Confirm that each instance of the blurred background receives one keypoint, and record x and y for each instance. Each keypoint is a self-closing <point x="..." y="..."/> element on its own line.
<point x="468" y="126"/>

□ □ □ □ □ □ □

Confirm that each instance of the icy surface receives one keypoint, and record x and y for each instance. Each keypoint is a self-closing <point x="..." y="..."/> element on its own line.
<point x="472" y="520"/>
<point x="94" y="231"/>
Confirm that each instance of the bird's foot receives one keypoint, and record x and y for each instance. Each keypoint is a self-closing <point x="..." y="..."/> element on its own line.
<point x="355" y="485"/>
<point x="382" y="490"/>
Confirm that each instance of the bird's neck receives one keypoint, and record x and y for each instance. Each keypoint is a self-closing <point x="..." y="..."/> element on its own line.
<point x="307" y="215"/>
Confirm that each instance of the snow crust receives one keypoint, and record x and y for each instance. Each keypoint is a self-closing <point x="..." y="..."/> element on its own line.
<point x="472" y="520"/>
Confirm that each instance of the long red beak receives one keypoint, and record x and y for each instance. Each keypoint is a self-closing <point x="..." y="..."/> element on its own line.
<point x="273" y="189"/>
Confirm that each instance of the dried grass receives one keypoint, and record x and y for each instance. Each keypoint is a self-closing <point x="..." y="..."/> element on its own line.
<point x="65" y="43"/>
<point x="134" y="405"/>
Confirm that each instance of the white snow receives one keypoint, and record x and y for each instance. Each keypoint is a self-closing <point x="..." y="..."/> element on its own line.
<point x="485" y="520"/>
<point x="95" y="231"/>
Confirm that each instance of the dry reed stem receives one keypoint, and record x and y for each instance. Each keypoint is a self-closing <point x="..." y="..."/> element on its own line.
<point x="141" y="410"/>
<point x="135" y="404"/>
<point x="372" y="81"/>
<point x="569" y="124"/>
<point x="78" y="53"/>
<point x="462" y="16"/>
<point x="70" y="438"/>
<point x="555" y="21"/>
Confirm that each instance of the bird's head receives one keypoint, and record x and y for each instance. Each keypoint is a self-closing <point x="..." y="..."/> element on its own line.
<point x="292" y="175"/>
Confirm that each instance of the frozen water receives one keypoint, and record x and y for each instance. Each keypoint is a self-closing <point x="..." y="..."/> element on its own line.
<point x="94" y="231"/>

□ □ □ □ □ □ □

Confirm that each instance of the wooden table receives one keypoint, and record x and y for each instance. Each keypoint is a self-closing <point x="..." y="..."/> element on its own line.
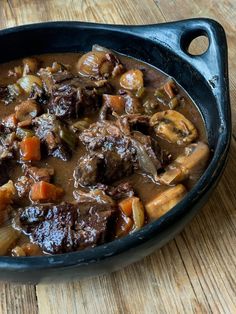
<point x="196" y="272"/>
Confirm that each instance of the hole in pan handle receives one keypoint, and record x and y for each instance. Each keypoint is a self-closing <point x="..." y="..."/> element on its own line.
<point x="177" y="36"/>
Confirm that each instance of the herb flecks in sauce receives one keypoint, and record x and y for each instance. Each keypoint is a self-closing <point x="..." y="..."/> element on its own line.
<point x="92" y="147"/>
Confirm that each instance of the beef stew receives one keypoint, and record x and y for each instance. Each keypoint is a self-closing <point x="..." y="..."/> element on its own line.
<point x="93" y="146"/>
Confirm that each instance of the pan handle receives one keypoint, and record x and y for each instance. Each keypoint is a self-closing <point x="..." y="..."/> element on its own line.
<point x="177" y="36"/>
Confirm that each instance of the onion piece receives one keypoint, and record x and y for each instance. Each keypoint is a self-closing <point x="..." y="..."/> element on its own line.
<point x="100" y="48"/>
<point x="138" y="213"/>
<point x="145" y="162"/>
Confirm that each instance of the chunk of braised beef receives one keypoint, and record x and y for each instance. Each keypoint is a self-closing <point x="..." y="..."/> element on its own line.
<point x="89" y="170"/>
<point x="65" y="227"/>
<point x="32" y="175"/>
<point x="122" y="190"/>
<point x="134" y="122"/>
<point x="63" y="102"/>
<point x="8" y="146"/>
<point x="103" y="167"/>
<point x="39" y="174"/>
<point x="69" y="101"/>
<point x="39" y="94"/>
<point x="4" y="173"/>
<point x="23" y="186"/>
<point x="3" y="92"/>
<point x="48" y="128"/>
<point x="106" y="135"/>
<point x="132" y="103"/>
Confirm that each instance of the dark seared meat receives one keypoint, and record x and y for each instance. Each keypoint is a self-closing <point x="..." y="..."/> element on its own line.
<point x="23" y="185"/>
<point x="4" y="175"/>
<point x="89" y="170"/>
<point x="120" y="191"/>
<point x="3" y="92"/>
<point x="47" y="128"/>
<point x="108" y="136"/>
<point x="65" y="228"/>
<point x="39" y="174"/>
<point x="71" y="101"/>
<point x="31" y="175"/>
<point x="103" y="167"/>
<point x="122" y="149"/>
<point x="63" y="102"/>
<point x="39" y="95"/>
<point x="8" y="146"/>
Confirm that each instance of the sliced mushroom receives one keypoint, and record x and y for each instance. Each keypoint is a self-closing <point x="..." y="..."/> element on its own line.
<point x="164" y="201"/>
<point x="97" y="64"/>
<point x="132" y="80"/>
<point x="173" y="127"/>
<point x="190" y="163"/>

□ □ □ □ □ □ □

* **Task to carry out**
Identify each line in the rows above that contains the string "stem", and copy those lines in full.

* **Answer below**
Confirm that each instance of the dry reed stem receives one keypoint, and record x and y for each instance. Each keypoint is a self-closing <point x="..." y="..."/> element on its own line.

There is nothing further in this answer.